*Document segment*:
•••••

The 21st-century world is seeing rapid changes in people’s fundamental way of life. From smartphones, artificial intelligence to social media, society is already experiencing fast-advancing sophistication in technology within two decades. These advancements show no signs of stopping, and we will likely live in an even more technologically sophisticated world in another twenty years. Presently, social media is creating a profound influence on people, with many using it to post intimate details about their lives. With this being the case, is it possible that the concept of privacy has become a thing of the past? How will this increasing exposure affect the way we live and the way we govern ourselves? This article will explore the concept of surveillance culture, how it may threaten democracy, and ways to combat its ever-growing threat.


 


In 2013, Edward Snowden, a former U.S. intelligence contractor, became a whistleblower when he exposed the National Security Agency’s mass surveillance program that kept data of millions of Americans’ phone records. Snowden was charged with violating the U.S. Espionage Act but was granted asylum in Russia and was later given citizenship there. The leak of these documents and information revealed the extent to which the U.S. government was spying on its citizens, which was later ruled unconstitutional by the U.S. Court of Appeals in 2020. The NSA claimed that having access to this information was crucial in helping them crack down on terrorism in the country. However, it appears that many Americans are not overly concerned about the exposure of these surveillance programs and have become compliant in a culture where they are already accustomed to being watched consistently. This information is no longer discussed in such a fast-paced world with new trends coming and going at lightning speed. This begs the question: should Americans, along with the rest of the world, be concerned about the growing lack of privacy?

•••••

*Data section*:
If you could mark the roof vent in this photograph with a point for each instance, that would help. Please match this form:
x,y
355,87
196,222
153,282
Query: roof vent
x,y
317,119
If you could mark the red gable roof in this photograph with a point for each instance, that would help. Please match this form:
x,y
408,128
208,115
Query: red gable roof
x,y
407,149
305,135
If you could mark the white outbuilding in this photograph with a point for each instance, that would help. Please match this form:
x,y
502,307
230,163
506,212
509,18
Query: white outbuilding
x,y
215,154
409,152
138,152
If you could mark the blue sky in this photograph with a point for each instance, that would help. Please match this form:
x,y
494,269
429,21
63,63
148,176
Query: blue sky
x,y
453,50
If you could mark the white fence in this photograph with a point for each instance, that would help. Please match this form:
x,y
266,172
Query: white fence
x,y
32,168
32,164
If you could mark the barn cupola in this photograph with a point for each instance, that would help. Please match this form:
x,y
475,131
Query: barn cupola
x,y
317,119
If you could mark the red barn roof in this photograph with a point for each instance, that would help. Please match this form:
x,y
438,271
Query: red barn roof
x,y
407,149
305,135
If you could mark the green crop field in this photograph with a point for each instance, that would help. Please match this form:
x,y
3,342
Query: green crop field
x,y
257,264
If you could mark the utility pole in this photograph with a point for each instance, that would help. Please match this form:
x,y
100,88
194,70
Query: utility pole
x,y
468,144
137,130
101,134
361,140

•••••

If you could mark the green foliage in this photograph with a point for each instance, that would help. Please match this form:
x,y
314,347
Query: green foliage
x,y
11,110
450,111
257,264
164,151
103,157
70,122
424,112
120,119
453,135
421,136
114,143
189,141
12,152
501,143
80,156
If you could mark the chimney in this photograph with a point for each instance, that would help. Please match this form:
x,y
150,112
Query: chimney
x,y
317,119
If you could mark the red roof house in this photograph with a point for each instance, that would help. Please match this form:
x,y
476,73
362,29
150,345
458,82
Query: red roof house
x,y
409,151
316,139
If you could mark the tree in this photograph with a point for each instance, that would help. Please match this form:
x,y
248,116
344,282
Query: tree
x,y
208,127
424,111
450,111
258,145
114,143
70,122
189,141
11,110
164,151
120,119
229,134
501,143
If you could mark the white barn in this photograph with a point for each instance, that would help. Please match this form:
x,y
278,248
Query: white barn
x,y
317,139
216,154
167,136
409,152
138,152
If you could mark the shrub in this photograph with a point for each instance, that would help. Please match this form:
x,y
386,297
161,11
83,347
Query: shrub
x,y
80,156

•••••

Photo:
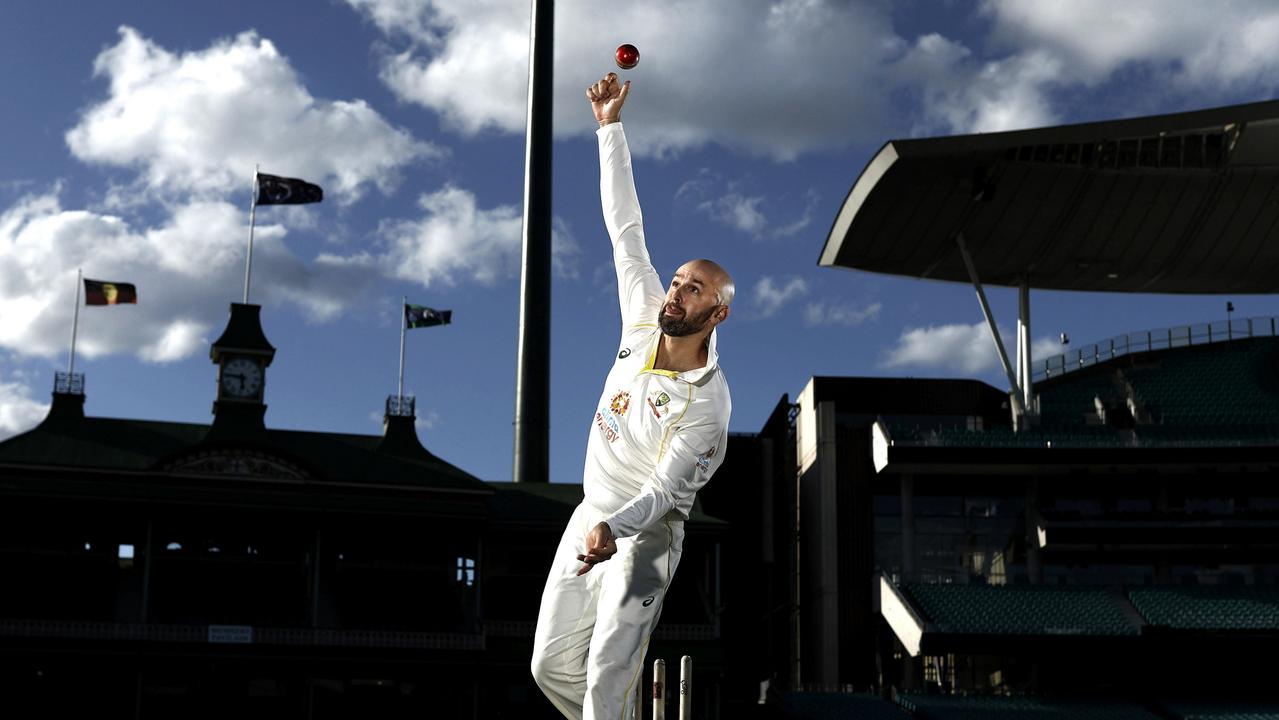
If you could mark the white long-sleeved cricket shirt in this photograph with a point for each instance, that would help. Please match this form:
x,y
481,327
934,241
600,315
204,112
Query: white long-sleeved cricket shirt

•••••

*Written instruction 1*: In the article on surveillance culture, which court ruled in 2020 that the government's spying was unconstitutional?
*Written instruction 2*: Extract everything in the surveillance culture article from "The 21st-century world" down to "its ever-growing threat.", and copy it word for word.
*Written instruction 3*: Continue the article on surveillance culture from its final sentence.

*Task answer 1*: The U.S. Court of Appeals.

*Task answer 2*:
The 21st-century world is seeing rapid changes in people’s fundamental way of life. From smartphones, artificial intelligence to social media, society is already experiencing fast-advancing sophistication in technology within two decades. These advancements show no signs of stopping, and we will likely live in an even more technologically sophisticated world in another twenty years. Presently, social media is creating a profound influence on people, with many using it to post intimate details about their lives. With this being the case, is it possible that the concept of privacy has become a thing of the past? How will this increasing exposure affect the way we live and the way we govern ourselves? This article will explore the concept of surveillance culture, how it may threaten democracy, and ways to combat its ever-growing threat.

*Task answer 3*:
 


A recent article published by the National Public Radio website discussed the FBI’s growing concerns with the popular app Tik Tok and its threats to national security. FBI director Christopher Wray expressed his concerns to a House Homeland Security Committee hearing back in November. He fears the Chinese government could use the popular app to influence or control American users. It could potentially affect the data and algorithm that users are recommended. The app claims that U.S. user data is stored within the U.S. rather than complying with the Chinese government on its content moderation. However, it was recently revealed that non-U.S. employees have access to U.S. user data. Wray also announced at the hearing that Chinese law requires these companies to share whatever information they want access to. Republican lawmakers are currently introducing a bill to ban the app over these national security concerns. Expert Anne Kokas suggests that the focus should be on developing more robust data privacy regulations rather than prohibiting the app altogether because many apps are connected to Chinese firms.


 


NPR also recently announced that Congress is planning on banning TikTok from U.S. government phones due to these national security concerns. Though it will not affect most of the public, any federal government employee who uses a work phone with the app on it will likely be forbidden by law to continue doing so.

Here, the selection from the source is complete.